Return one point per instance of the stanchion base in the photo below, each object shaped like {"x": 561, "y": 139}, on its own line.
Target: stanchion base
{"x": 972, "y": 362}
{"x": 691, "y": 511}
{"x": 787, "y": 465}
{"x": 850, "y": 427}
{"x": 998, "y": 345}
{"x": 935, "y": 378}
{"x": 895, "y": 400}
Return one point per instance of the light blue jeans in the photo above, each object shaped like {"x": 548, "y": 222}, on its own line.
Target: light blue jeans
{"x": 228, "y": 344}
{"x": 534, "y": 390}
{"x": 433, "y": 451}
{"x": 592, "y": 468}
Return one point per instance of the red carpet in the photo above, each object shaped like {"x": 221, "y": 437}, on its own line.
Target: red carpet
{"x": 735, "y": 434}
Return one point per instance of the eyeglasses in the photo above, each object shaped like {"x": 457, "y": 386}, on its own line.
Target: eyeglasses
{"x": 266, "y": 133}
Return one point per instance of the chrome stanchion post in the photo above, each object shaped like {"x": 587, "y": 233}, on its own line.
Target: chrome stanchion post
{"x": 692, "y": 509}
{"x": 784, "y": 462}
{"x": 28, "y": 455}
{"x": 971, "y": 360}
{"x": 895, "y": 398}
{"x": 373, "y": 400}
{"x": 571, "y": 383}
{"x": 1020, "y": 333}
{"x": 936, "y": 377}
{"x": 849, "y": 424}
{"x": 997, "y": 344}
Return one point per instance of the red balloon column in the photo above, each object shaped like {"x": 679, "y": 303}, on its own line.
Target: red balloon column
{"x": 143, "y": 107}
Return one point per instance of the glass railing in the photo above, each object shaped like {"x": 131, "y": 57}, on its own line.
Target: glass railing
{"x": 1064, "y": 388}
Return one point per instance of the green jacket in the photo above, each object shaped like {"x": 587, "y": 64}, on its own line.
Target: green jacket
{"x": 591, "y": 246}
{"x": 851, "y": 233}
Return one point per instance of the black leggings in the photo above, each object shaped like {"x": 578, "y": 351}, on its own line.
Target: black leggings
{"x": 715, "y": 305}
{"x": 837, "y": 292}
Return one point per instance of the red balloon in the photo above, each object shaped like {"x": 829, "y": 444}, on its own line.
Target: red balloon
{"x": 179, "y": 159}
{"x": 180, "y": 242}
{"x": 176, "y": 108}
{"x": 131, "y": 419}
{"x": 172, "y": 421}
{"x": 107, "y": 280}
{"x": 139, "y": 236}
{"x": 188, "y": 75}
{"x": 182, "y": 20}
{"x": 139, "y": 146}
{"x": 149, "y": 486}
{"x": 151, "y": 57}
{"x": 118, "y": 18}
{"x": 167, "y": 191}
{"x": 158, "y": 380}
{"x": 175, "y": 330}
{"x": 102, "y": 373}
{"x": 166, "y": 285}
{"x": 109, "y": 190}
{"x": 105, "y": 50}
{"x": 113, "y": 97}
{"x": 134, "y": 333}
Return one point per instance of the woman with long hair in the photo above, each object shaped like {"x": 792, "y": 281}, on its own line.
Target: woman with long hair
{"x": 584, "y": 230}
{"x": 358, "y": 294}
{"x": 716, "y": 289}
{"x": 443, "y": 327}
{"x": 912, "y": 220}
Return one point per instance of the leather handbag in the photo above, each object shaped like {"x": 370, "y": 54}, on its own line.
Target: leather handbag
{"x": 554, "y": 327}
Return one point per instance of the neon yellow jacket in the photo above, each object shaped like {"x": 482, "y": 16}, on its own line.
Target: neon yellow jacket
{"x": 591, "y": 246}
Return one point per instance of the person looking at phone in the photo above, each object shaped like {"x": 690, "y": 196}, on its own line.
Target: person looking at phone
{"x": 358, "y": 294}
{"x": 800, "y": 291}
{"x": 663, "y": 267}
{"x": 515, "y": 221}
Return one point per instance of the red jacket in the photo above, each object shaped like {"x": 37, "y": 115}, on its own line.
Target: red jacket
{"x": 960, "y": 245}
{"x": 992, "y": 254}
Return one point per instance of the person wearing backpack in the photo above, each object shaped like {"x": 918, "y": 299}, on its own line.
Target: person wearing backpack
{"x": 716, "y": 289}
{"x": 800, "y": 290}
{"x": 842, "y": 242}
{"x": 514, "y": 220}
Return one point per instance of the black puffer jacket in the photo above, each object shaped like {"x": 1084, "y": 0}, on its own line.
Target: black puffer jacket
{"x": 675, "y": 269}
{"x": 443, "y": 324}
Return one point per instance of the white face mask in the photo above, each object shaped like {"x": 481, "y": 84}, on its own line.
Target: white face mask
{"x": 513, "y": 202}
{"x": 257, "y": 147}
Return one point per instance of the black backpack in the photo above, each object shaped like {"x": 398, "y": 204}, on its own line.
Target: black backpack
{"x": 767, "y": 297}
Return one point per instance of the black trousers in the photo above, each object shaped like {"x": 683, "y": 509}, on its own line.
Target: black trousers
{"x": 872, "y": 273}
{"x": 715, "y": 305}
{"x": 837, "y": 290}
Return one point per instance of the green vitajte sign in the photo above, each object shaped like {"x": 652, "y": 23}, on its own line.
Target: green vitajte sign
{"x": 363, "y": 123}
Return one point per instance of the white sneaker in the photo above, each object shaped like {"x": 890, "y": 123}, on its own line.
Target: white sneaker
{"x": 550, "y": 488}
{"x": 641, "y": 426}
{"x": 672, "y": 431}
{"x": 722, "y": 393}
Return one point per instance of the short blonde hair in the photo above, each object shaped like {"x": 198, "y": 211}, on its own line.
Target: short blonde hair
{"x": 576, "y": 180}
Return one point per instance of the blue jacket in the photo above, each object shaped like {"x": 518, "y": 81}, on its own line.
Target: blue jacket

### Problem requirements
Repeat only the stretch of lines that opens with the line containing "Target: short blonde hair" and closes with the final line of the entries, both included, exactly as written.

### Your solution
Target: short blonde hair
{"x": 576, "y": 180}
Return one point per instance of the blue jacket in the photo above, each object shaped like {"x": 518, "y": 81}, on its own line.
Target: blue jacket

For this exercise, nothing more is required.